▸ **TASK BRIEF**: Present every line of the entries below as a numbered list, skipping any blank lines.

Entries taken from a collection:
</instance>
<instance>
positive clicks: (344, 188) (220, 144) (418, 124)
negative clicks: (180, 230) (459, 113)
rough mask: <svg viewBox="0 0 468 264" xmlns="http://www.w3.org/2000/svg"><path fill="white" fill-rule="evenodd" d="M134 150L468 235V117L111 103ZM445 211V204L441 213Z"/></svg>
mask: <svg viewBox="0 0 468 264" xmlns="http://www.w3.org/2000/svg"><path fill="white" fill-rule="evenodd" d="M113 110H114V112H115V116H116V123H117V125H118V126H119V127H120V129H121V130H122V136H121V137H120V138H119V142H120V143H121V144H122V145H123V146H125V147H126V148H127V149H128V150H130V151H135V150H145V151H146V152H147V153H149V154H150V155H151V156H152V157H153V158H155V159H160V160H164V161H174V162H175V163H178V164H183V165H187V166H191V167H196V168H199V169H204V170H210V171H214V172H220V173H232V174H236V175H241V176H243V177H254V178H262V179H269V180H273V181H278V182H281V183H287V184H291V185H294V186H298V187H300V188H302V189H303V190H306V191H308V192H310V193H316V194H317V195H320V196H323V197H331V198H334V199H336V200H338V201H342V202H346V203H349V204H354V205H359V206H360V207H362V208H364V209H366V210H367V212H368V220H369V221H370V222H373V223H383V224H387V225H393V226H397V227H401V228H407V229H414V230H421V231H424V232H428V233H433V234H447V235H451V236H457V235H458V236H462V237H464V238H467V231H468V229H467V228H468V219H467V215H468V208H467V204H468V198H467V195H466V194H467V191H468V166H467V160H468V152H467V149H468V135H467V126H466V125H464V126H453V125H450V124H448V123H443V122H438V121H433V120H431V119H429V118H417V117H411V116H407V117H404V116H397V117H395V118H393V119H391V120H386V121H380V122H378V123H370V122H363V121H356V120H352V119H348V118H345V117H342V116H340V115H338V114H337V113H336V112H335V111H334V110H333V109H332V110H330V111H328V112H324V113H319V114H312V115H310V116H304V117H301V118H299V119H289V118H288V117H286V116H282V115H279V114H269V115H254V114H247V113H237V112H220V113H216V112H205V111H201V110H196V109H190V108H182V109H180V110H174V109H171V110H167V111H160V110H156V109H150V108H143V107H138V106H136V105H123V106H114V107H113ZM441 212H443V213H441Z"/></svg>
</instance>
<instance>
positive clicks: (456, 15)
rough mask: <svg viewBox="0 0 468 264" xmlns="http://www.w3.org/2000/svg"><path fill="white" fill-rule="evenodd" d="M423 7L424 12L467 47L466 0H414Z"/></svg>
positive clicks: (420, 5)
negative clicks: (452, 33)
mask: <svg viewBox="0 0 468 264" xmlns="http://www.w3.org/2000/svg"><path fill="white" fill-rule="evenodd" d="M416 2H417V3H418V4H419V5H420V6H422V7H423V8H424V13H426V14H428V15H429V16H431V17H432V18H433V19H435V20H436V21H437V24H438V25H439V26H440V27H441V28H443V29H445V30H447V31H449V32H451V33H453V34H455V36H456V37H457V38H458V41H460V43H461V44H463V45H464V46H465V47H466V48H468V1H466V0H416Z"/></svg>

▸ **RESPONSE TO THIS TASK**:
1. </instance>
2. <instance>
3. positive clicks: (344, 188) (220, 144) (418, 124)
4. negative clicks: (180, 230) (459, 113)
5. rough mask: <svg viewBox="0 0 468 264" xmlns="http://www.w3.org/2000/svg"><path fill="white" fill-rule="evenodd" d="M134 150L468 235V117L111 103ZM445 211V204L441 213Z"/></svg>
6. mask: <svg viewBox="0 0 468 264" xmlns="http://www.w3.org/2000/svg"><path fill="white" fill-rule="evenodd" d="M113 110H114V112H115V116H116V123H117V125H118V126H119V127H120V129H121V130H122V136H121V137H120V138H119V142H120V143H121V144H122V145H123V146H125V147H126V148H127V149H128V150H130V151H135V150H145V151H146V152H147V153H149V154H150V155H151V156H152V157H153V158H155V159H160V160H164V161H174V162H175V163H178V164H183V165H187V166H191V167H196V168H199V169H204V170H210V171H214V172H220V173H232V174H236V175H241V176H243V177H254V178H262V179H269V180H273V181H278V182H281V183H287V184H291V185H294V186H298V187H300V188H302V189H303V190H306V191H308V192H310V193H316V194H317V195H320V196H323V197H331V198H334V199H336V200H338V201H342V202H346V203H349V204H354V205H359V206H360V207H362V208H364V209H366V210H367V212H368V220H369V221H370V222H373V223H383V224H387V225H393V226H397V227H401V228H407V229H414V230H421V231H424V232H428V233H433V234H447V235H451V236H457V235H458V236H462V237H464V238H467V231H468V229H467V228H468V219H467V215H468V208H467V204H468V198H467V195H466V194H467V191H468V166H467V160H468V152H467V149H468V135H467V126H466V125H464V126H453V125H450V124H448V123H443V122H438V121H433V120H431V119H429V118H417V117H411V116H407V117H404V116H397V117H395V118H393V119H391V120H386V121H380V122H378V123H370V122H363V121H356V120H352V119H348V118H345V117H342V116H340V115H338V114H337V113H336V112H335V111H334V110H333V109H332V110H330V111H328V112H324V113H319V114H312V115H310V116H304V117H301V118H299V119H289V118H288V117H286V116H282V115H279V114H269V115H254V114H247V113H237V112H220V113H216V112H205V111H201V110H196V109H190V108H182V109H180V110H174V109H171V110H167V111H160V110H156V109H150V108H143V107H138V106H136V105H123V106H114V107H113ZM441 212H443V213H441Z"/></svg>
7. </instance>
8. <instance>
9. positive clicks: (456, 15)
10. rough mask: <svg viewBox="0 0 468 264" xmlns="http://www.w3.org/2000/svg"><path fill="white" fill-rule="evenodd" d="M423 7L424 12L467 47L466 0H414Z"/></svg>
11. positive clicks: (420, 5)
12. negative clicks: (452, 33)
13. mask: <svg viewBox="0 0 468 264" xmlns="http://www.w3.org/2000/svg"><path fill="white" fill-rule="evenodd" d="M416 2H417V3H418V4H419V5H420V6H422V7H423V8H424V13H426V14H428V15H429V16H431V17H432V18H433V19H435V20H436V21H437V24H438V25H439V26H440V27H441V28H443V29H445V30H447V31H449V32H451V33H453V34H455V36H456V37H457V38H458V41H460V43H461V44H463V45H464V46H465V47H466V48H468V1H466V0H416Z"/></svg>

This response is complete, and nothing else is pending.